## SOURCE TEXT

Our Focus

UV absorbing molecules for human and material photo protection applications, including as components of coating compositions, glass compositions, plastics compositions, film-forming compositions, paint compositions; components of or coatings for lenses and eyeglasses; surface coatings for automobiles, timber, masonry, metals, plastics and glass; and components of compositions for marine applications are our focus.

The value proposition for CSs new UV filter technology has been created after the completion of customer and consumer analysis studying customer (manufacturer) and consumer (end user) needs. The overarching value proposition for CS’s new UV filter technology can be summarised in the following key points:

  • Broader sun protection than existing UV filters due to increased UVA and UVB absorption rates. CS provides UVB/UVA protection in one molecule.
  • Higher sun protection — the new UV filters also protect against damaging visible UV rays.
  • Longer sun protection due to better UV filter stability and water resistance when exposed to UV light.
  • Nature inspired and organic sun protection which mimics the natural actions of sun protection of corals on the Great Barrier Reef.

## GIVEN MATERIAL
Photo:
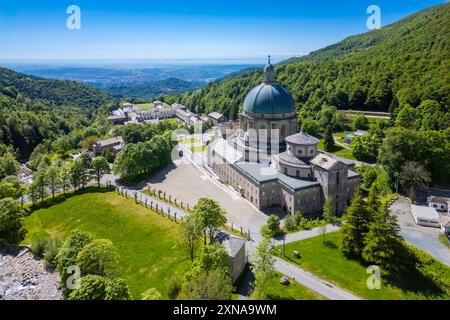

## TASK TO COMPLETE
Can you carry the UV filter overview forward from its last bullet point? You won't need the material at all.

## RIGHT ANSWER
  • Safer sun protection due increased UV absorption, the abstinence of metal oxides and nano-technology
  • Sensitive Skin: Due to the new filters being colourless and odourless which won’t require masking by fragrances and colours additives. Less filter concentrate due to higher absorption rates will reduce the skin allergy potential further.
  • Innovative and unique due to new patent pending UV filter technology inspired by the natural sun protection of the Coral from the Great Barrier Reef (marketing USP).
  • Value for money due to higher absorption rates, less filter concentration will be required.
  • Easy usage due to better product solubility and filter stability.

Scientific Evidence:

  • Efficacy testing to prove UV absorbance performance has been successfully performed:
    Design, synthesis and characterisation of new molecules as improved UV-blocking agents and isolation of UV filters that perform better than current global benchmark filters identified and ready for commercialization
  • Optimisation of existing prototypes to improve UV blocking performance in solution.
  • Measurement of important UV spectral data (λmax (nm), λcrit (nm), εmax, E (1%, 1cm), UV transmittance) in solution.
  • Observation of colour and odour associated with a highly pure material.
  • Study of thermodynamic stability, e.g. by Differential Scanning Calorimetry.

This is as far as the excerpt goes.